• _WORK REQUEST_: If a line in the material below has the string "cluster", copy it out.

┏━━

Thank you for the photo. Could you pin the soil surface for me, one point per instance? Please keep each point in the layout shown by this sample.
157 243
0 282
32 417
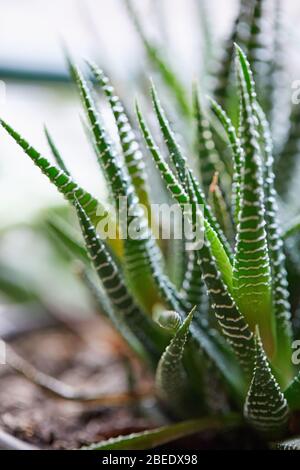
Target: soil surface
36 416
91 359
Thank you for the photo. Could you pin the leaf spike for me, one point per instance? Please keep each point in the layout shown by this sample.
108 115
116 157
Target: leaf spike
218 203
110 276
280 293
208 158
170 375
132 154
237 152
56 154
232 322
174 149
252 279
68 187
266 408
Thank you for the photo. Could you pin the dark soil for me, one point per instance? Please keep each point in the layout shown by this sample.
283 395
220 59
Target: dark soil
35 416
95 364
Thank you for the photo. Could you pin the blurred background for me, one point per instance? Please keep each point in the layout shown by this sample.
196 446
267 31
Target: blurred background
38 91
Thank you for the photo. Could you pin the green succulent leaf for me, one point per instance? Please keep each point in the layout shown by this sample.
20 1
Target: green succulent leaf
67 186
231 321
218 240
266 408
218 204
55 152
113 282
159 436
292 393
132 155
289 444
238 155
280 293
209 161
287 159
143 260
104 307
292 229
240 35
155 57
170 378
67 235
252 282
175 152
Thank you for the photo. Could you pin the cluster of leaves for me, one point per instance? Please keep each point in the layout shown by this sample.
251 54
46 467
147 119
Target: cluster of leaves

┗━━

• _ANSWER SECTION_:
Thank you for the photo. Could you pin the cluster of leaves for me, one point per instance? Please keep each point in the layout shown by this sample.
Target: cluster of leaves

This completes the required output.